--- TEXT SEGMENT Enclosed Below ---

It was shortly after 7:15pm on Saturday evening, when I first heard the announcement that Whitney Houston had died in her hotel room.
While researching a story for an article, I happened to glance at the website's side bar and there it was, "Whitney Houston dead at the age of 48."
Yeah right, I thought to myself, this is nothing but the same hoax they played on Cher a couple weeks ago, Whitney's not dead.
On Facebook, my friends reacted the same way, "That's the same thing I thought, Yukio," said Latrice, my friend from elementary school.
Comments on Twitter echoed Facebook.
"If @AP is wrong about this, I'm DONE with them. #whitney," tweeted New York Times Opinion Columnist Charles Blow referring to the Associated Press report on Houston's death. "I was having dinner, but this Whitney Houston has upset me so that I've lost my appetite..."
And so did I.
I grew up listening to her music. The Greatest Love of all was the first song I memorized all the words to and the first song I listened to and watched on YouTube after I let it sink in that she had died.
As I mouthed the words to the lyrics, I laughed as I remembered being a young girl bracing myself for the moment in a singing competition, that a girl who could barely reach the mic, would take a deep breath and sing "I believe the children are our future..."

--- End of Enclosed TEXT SEGMENT ---
--- DATA FOR ANALYSIS Enclosed Below ---

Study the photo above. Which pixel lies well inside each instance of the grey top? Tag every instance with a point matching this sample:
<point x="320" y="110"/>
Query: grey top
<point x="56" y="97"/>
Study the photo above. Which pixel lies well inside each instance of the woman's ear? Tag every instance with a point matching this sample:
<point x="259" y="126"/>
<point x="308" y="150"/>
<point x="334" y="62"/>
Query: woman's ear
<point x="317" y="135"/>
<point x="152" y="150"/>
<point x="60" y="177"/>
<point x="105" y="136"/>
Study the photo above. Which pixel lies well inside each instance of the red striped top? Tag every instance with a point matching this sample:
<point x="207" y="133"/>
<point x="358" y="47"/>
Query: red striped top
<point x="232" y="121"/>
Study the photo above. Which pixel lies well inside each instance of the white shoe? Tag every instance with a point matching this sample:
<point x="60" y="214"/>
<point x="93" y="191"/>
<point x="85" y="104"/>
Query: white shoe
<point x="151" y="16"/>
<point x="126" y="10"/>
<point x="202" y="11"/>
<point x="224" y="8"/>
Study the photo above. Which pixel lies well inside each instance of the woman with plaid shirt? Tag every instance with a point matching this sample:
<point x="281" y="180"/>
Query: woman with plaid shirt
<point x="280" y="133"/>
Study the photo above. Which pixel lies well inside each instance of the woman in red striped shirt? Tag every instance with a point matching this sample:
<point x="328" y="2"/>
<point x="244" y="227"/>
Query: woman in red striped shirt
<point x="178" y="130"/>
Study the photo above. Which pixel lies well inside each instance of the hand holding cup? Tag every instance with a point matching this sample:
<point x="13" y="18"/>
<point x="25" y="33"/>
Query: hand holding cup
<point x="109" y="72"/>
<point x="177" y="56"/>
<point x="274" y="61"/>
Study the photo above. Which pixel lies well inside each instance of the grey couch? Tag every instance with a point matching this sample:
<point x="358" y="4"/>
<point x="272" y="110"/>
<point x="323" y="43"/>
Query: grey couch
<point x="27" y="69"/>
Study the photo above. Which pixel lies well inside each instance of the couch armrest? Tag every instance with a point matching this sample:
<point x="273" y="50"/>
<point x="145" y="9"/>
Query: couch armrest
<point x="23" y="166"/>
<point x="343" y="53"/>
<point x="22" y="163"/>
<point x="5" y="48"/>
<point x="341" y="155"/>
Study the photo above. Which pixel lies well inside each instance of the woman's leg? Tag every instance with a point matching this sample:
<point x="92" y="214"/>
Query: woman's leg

--- End of Enclosed DATA FOR ANALYSIS ---

-- DIRECTIONS --
Continue the personal essay about learning of Whitney Houston's death, starting right after its final sentence.

-- RESULT OF THE TASK --
It didn't matter if the words were correct or if they hit the song's explosive high notes, it only mattered that they were, at that moment in time, Whitney.
Now she's dead.
'Houston wanted to kill herself'
“There were no obvious signs of foul play,” Lt. Mark Rosen, a spokesman for the Beverly Hills Police Department, said. “It’s still fresh an investigation to know whether — the reality is she was too far too young to die and any time you have the death of someone this age it is the subject of an investigation.”
But law enforcement sources told CBS News that while there were no illegal substances found in Houston's hotel room, there were prescription drugs.
Media reports of possible prescription drugs in her room, alluding to overdose, made it sorely tempting to assign Whitney Houston chief blame in her own death.
"Whether or not drugs were involved in Houston's death, her well-publicized battles with addiction should serve as a lesson for everyone to steer away from drugs," wrote Steve Angeles with ABS-CBN News.
Others say she should have left R&B bad boy and former New Edition front man Bobby Brown much earlier, a man who cut her head off in pictures, a man who slapped her and spit in her face, using Houston as a human punching bag. And still others take the faith route saying had Whitney really trusted in the Lord and had faith, she too would have risen above her demons, because God is able.
Or if you let Fox host Bill O'Reilly tell it, "Whitney Houston wanted to kill herself." he said on his show Monday night, the Huffington Post reported. "Nobody takes drugs for that long if they want to stay on the planet. She follows in the footsteps of Elvis, Janis Joplin, Michael Jackson, and scores of other entertainment figures. The hard truth is that some people will always want to destroy themselves."
"I'm not a person who wants to die," Houston told ABC's Diane Sawyer in 2002. "I'm a person who has life and wants to live."
She wanted to live.
“Ten years from now, give me the perfect life for Whitney Houston,” Sawyer asked in that 2002 interview.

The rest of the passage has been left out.